OBJECTIVE: Render each line of the records below as a Markdown table with the columns "No." and "Line," leaving out any blank lines.

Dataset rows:

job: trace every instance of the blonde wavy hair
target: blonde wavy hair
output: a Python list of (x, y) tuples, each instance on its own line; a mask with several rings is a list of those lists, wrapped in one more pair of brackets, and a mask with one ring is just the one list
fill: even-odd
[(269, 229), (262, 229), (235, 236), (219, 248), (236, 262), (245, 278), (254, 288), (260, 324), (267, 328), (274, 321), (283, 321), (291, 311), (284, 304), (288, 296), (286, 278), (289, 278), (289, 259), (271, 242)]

TASK ANSWER:
| No. | Line |
|---|---|
| 1 | job: trace every instance of the blonde wavy hair |
| 2 | target: blonde wavy hair |
| 3 | output: a Python list of (x, y) tuples, each instance on its own line; a mask with several rings is a list of those lists, wrapped in one more pair of brackets, and a mask with one ring is just the one list |
| 4 | fill: even-odd |
| 5 | [(269, 229), (262, 229), (235, 236), (219, 248), (236, 262), (245, 278), (254, 288), (260, 324), (267, 328), (274, 321), (283, 321), (291, 311), (284, 304), (288, 296), (286, 278), (289, 278), (289, 259), (271, 242)] |